Patent box, la dote da 5,8 miliardi con fondi nazionali
Il Mef: norma operativa con la finanziaria dopo l’esclusione dal piano Ue
Il patent box non entra nelle misure finanziate dai fondi europei del Recovery plan, ma resta in campo nella versione attuale sostenuto da 5,8 miliardi di fondi italiani, già stanziati dalla legge di bilancio. Si chiude il piccolo giallo che ha accompagnato le sorti dell’agevolazione fiscale per brevetti e software nel corso della stesura del piano esaminato ieri sera dal consiglio dei ministri. Nell’ultima versione, l’indicazione che la misura rimane finanziata, anche se da fondi italiani, sarà chiarito all’interno delle tabelle che dettagliano anche gli interventi non interessati direttamente dagli aiuti Ue.
Il patent box non entra nelle misure finanziate dai fondi europei del Recovery plan, ma resta pienamente in campo nella versione attuale sostenuto da 5,8 miliardi di fondi italiani. Che la legge di bilancio ha già stanziato.
Si chiude in questo modo il piccolo giallo che ha accompagnato le sorti della misura nel corso del processo di costruzione del piano italiano esaminato ieri sera dal consiglio dei ministri. Nell’ultima versione, l’indicazione che la misura rimane finanziata, anche se da fondi italiani, sarà chiarito all’interno delle tabelle che dettagliano anche gli interventi non interessati direttamente dagli aiuti Ue.
Nelle prime versioni del piano, in realtà, il governo aveva ipotizzato di inserire l’agevolazione fiscale per brevetti e software tra gli interventi collegati alla “transizione digitale” da sostenere con le risorse della Recovery and Resilience Facility. Risorse che, in questo come in altri casi, avrebbero avuto una funzione sostitutiva di quelle nazionali, intervenendo cioè al posto dei fondi domestici per finanziare gli interventi con un costo minore dal momento che i prestiti della Rrf sono a tasso zero.
Nella rimodulazione del piano, seguita al negoziato aspro all’interno della maggioranza ma anche al confronto informale con gli organismi comunitari, il Patent è uscito da questo meccanismo, come del resto è successo anche a una quota dei nuovi fondi per il programma Transizione 4.0. Questa uscita, che come detto non ha effetti pratici diretti sulla misura che resta confermata con la detassazione del 50% nel perimetro attualmente in vigore, nasce da due fattori: l’esigenza di ripensare gli equilibri complessivi del piano concentrando la quota di risorse comunitarie destinata agli investimenti, che ora assorbono oltre il 70% del totale mentre nelle prime versioni si fermavano al 60%, e la necessità di andare incontro ai rigidi criteri di “eleggibilità” delle misure che in base ai regolamenti comunitari possono essere sostenute dalla Facility. E il Patent Box, a quanto risulta, avrebbe rischiato di non superare l’esame comunitario.
□ □ □ □
**Consegne**:
[1] Rispondi a queste domande sull'articolo sul patent box:
(a) Con quanti miliardi di fondi italiani resta sostenuto il patent box?
(b) Tra quali interventi il governo aveva pensato di inserire l'agevolazione nelle prime versioni del piano?
(c) Che quota del totale delle risorse comunitarie assorbono ora gli investimenti, e a quanto si fermavano nelle prime versioni?
[2] Scrivi il seguito dell'articolo sul patent box, ripartendo dopo l'ultima frase.
Le voci non servono per svolgere le consegne.
□ □ □ □
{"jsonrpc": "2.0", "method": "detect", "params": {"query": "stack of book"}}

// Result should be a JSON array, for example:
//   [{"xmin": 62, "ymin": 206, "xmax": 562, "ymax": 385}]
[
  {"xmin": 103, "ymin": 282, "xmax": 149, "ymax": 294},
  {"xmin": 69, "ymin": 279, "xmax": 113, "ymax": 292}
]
□ □ □ □
**Risposte**:
[1]
(a) 5,8 miliardi.
(b) Tra gli interventi collegati alla "transizione digitale", da sostenere con le risorse della Recovery and Resilience Facility.
(c) Ora oltre il 70%; nelle prime versioni si fermavano al 60%.

[2]
I negoziati fra Roma e Bruxelles su questo tema, del resto, non sono una novità delle ultime settimane. Lo dimostra in particolare la vicenda dell’agevolazione per i marchi, entrata in vigore con il debutto del Patent Box nel 2015 ma rimasta in campo per un solo anno anche perché colpita dalle obiezioni comunitarie e dell’Ocse. Nell’ottica italiana, comunque, il Patent Box resta insieme a Impresa 4.0 la leva cruciale per accompagnare con il fisco la transizione digitale e l’innovazione delle imprese.
Lo dimostra l’entità dello stanziamento, e anche il restyling intervenuto a partire dal decreto crescita del 2019 che ha provato a sgombrare il campo dagli ostacoli applicativi principali utilizzando lo strumento dell’autoliquidazione. In pratica, sono le stesse imprese a costruire il calcolo dell’agevolazione e a indicarlo nella dichiarazione dei redditi, lasciando all’amministrazione finanziaria il ruolo classico del controllo ex post. In questo modo è stata ribaltata l’ottica originaria del « ruling » , una procedura che faceva scattare lo sconto solo dopo che impresa e agenzia delle Entrate avessero trovato l’accordo sui numeri: procedura lunga che, complici anche le carenze di organico dell’amministrazione finanziaria, rallentava enormemente i tempi, relegando a un futuro indeterminato a priori la possibilità di recuperare lo sconto fiscale.
La semplificazione è importante. Ma non sufficiente secondo molti osservatori. Lo dimostrano, per esempio, le indicazioni del piano Colao, che in estate aveva suggerito al governo di ampliare lo sconto fiscale dal 50 al 70% e di rimodulare la disciplina del credito d’imposta per le tasse versate all’estero. Una mossa, questa, che richiederebbe però finanziamenti aggiuntivi: i potesi complicata dalle tante incognite dei conti italiani e dal « non possumus » pronunciato a Bruxelles.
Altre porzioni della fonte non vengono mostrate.